Show each line of the listing below that contains the string "mountain". Case matters.

╭──

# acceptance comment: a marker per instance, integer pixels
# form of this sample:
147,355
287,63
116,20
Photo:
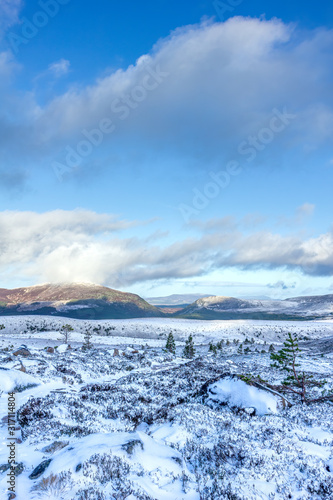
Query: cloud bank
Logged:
223,81
81,245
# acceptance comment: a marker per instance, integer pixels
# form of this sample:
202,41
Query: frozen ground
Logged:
152,425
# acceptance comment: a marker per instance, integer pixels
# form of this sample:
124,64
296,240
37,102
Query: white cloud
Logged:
82,245
223,81
59,68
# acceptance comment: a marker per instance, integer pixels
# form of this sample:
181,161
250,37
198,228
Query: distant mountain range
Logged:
176,299
319,306
75,300
87,301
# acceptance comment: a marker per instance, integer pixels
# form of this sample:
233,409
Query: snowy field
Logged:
140,423
135,331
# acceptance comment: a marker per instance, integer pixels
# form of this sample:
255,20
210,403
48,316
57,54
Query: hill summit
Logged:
74,300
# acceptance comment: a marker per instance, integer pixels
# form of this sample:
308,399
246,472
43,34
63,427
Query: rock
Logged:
22,351
19,468
4,467
55,446
40,469
131,445
250,411
62,348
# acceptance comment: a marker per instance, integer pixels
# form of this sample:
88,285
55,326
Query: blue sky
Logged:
165,148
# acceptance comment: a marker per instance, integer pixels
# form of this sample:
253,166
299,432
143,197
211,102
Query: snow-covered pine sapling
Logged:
65,332
286,359
189,350
170,345
87,340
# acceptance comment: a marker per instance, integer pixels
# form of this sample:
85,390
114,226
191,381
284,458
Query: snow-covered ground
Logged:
145,424
23,328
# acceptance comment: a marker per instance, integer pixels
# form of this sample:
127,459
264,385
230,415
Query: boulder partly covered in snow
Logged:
15,380
22,351
230,390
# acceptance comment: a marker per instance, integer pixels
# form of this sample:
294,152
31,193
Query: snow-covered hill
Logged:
229,307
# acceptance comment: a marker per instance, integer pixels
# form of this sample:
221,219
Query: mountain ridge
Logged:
75,300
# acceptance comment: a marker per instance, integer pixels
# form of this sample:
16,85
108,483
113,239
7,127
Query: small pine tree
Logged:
87,340
170,344
189,350
219,345
65,332
212,348
286,359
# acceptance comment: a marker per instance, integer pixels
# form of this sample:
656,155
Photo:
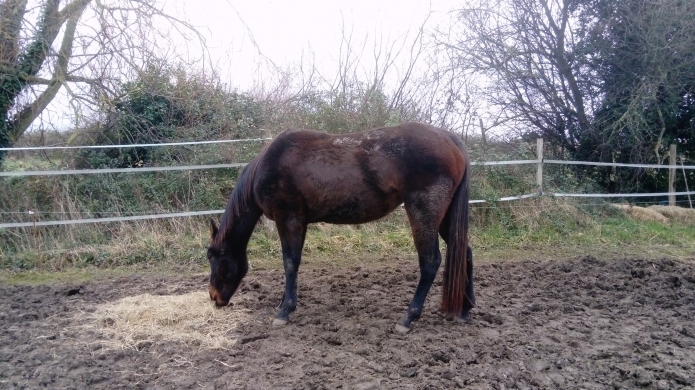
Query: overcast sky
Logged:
287,30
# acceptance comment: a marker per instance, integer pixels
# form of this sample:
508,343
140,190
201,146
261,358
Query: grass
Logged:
533,229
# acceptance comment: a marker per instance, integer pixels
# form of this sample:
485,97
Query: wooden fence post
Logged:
539,172
672,174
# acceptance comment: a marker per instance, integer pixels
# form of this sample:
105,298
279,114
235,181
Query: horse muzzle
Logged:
215,296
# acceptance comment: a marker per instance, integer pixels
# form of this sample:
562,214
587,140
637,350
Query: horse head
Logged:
226,269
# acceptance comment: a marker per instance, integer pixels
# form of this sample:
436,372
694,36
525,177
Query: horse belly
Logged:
354,209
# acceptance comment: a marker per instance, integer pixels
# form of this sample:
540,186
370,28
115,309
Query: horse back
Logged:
356,177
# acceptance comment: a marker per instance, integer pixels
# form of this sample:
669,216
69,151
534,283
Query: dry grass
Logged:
642,214
676,214
138,321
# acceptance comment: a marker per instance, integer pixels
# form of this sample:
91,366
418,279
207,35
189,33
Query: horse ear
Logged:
213,229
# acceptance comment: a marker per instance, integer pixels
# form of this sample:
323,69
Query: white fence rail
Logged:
540,161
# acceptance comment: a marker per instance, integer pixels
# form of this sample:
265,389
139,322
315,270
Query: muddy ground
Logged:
585,323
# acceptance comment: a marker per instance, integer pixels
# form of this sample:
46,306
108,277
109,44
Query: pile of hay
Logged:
139,321
676,214
642,214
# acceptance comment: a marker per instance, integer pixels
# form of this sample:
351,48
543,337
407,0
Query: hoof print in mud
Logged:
402,329
279,322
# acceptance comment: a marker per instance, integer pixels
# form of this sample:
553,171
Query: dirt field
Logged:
585,323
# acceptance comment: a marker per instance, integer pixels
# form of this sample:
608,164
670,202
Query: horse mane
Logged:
240,198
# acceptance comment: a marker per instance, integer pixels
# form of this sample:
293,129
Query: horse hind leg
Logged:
469,303
425,214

╰──

■ Task answer ■
Query: distant mountain range
Query: mountain ridge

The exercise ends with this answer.